* **WHAT YOU WILL DO**
Your task is to retype all of the records below with complete accuracy.
* * *
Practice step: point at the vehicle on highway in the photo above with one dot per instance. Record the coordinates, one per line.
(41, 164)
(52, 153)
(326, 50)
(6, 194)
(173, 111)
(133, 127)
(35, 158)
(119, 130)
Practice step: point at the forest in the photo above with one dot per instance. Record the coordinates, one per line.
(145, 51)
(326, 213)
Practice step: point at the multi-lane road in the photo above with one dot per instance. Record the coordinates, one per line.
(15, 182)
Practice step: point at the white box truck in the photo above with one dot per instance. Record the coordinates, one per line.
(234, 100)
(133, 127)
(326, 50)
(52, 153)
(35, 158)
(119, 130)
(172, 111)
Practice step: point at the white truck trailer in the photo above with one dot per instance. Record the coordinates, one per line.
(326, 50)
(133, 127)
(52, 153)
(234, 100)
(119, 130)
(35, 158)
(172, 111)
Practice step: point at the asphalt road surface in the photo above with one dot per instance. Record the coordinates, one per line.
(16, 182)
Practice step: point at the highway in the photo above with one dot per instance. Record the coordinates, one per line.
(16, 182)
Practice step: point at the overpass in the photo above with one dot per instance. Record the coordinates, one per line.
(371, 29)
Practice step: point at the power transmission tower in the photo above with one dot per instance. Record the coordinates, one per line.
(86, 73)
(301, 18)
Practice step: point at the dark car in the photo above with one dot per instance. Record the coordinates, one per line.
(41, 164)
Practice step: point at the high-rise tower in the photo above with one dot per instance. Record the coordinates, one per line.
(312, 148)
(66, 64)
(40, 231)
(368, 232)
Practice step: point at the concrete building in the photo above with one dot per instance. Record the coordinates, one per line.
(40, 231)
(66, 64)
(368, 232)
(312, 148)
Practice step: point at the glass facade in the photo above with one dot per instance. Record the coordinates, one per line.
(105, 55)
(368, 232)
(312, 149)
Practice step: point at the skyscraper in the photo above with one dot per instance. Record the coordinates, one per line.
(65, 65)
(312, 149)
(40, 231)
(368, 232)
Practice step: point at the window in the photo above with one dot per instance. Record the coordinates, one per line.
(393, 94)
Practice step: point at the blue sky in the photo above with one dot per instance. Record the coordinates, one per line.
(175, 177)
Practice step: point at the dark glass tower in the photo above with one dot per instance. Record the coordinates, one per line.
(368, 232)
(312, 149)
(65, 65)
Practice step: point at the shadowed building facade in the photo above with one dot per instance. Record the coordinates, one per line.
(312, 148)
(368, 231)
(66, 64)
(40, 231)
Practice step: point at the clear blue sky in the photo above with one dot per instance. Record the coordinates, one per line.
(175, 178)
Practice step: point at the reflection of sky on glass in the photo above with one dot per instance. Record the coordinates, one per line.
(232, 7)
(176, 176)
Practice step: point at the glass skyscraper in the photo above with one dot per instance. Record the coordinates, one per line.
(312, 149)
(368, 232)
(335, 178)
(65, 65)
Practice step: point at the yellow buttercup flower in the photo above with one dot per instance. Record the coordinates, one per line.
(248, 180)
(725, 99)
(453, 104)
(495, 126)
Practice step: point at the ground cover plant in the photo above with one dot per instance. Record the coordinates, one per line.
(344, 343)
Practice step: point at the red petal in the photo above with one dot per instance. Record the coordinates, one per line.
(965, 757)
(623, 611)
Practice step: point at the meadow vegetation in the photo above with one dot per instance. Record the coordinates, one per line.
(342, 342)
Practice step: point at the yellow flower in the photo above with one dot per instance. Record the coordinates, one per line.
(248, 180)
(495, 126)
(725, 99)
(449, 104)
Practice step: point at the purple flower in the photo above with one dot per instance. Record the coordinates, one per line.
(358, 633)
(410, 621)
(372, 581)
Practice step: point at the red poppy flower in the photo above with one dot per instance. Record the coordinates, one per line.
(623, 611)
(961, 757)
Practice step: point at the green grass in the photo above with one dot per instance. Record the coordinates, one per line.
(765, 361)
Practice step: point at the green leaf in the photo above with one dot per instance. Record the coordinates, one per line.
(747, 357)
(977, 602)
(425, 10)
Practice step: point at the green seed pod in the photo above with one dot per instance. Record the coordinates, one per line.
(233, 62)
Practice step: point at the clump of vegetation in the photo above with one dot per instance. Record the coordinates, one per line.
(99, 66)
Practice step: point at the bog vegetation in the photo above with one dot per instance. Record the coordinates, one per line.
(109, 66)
* * *
* **WRITTEN ANSWER**
Practice step: point at the vehicle on highway in the photo above with one dot per instance. Record the coordinates, one per line.
(41, 164)
(52, 153)
(326, 50)
(6, 194)
(173, 111)
(133, 127)
(35, 158)
(119, 130)
Practice step: point at the forest in the photo above with one dot per instance. Record the coordinates, one per line.
(145, 51)
(326, 213)
Practice step: point at the multi-lane road in the photo above with one dot per instance. Record the coordinates, one per line.
(15, 182)
Practice step: point at the white box truck in the photo above with one dot per instance. Record the coordinates, one per line.
(234, 100)
(133, 127)
(326, 50)
(52, 153)
(35, 158)
(119, 130)
(172, 111)
Practice step: point at the white truck trailer in the photo above with one dot per instance. Record the coordinates, one per line.
(326, 50)
(133, 127)
(52, 153)
(234, 100)
(119, 130)
(35, 158)
(172, 111)
Practice step: point at the asphalt road surface in the photo above with one dot per instance. Record the coordinates, one per line.
(16, 182)
Practice step: point at the highway in the photo above with one dot per instance. Record the coordinates, one per line.
(16, 182)
Practice step: point at the overpass in the photo above with one dot per instance. Record the coordinates, one per line.
(371, 29)
Practice step: point at the power transmission tower in the photo above with one dot per instance. Record the coordinates, one per line.
(86, 73)
(301, 18)
Practice step: point at the dark car in the photo above with one dot per instance. Record the coordinates, one per line.
(41, 164)
Practice step: point at the high-rise tower in the photo above with one dot per instance. Record the coordinates, one per line.
(312, 148)
(66, 64)
(40, 231)
(368, 232)
Practice step: point at the concrete building in the photo above with one dot per instance. Record the coordinates, one per line.
(40, 231)
(66, 64)
(368, 232)
(312, 148)
Practice step: point at the glass facade in the photo above with one dot per instance. Record the coordinates, one per line.
(105, 55)
(368, 232)
(312, 149)
Practice step: point at the skyscraper in the photo above with one dot per instance. Record the coordinates, one per line.
(65, 65)
(312, 149)
(40, 231)
(368, 232)
Practice step: point at the window in the photo above with one dot per instance. Record the coordinates, one per line.
(393, 94)
Practice step: point at the blue sky in the photo above with one dot per instance. Record the coordinates, one per line.
(175, 177)
Practice step: point at the dark glass tower in the photo above with one dot per instance. Record the coordinates, one per line.
(368, 232)
(312, 149)
(65, 65)
Practice step: point at the shadowed building facade in the photo above with one dot per instance. Record the coordinates, one per line.
(312, 148)
(368, 231)
(66, 64)
(40, 231)
Practice step: point at the clear blue sky in the photo above with one dot per instance. Record the coordinates, one per line.
(175, 178)
Practice step: point at the reflection of sky on glass in the photo above with one dot per instance. Record the coordinates, one per line.
(232, 7)
(176, 176)
Practice step: point at the glass skyscraper in the photo above with one dot per instance. Record the coordinates, one per line.
(312, 149)
(368, 232)
(335, 178)
(65, 65)
Practice step: point at the yellow buttercup flower in the photo above with one dot per instance. Record the coordinates, one per line.
(248, 180)
(725, 99)
(453, 104)
(495, 126)
Practice step: point at the ground cover plant in the photo above with one dot per instance. Record the coordinates, one per line.
(344, 343)
Practice step: point at the red petal in the photo above with one dot per instance. Record the coordinates, one per line.
(965, 757)
(623, 611)
Practice step: point at the meadow vegetation in the photo above with one dot per instance. Record the coordinates, one per line.
(342, 342)
Practice step: point at the yellow flower in the photo above with one dot per instance. Record the coordinates, one per line.
(248, 180)
(495, 126)
(725, 99)
(449, 104)
Practice step: point at the purple flower in the photo above with one dot per instance. Record the coordinates, one per line.
(358, 633)
(410, 621)
(372, 581)
Practice step: point at the red poppy flower in the photo above with one dot per instance. Record the coordinates, one per line.
(623, 611)
(961, 757)
Practice step: point at the green grass in the photo above with one dot per instance. Record the coordinates, one per line.
(765, 361)
Practice step: point at the green leaf in the photo above with one dot per instance. Record the coordinates, one per line.
(747, 357)
(977, 602)
(425, 10)
Practice step: point at the green seed pod in the photo above with one dot per instance. Record the coordinates, one per line.
(233, 62)
Practice step: point at the clump of vegetation in the photo above with one dot per instance. Record the coordinates, one per line.
(99, 66)
Practice step: point at the bog vegetation in the photo above with one dot per instance. Record the coordinates, one per line.
(109, 66)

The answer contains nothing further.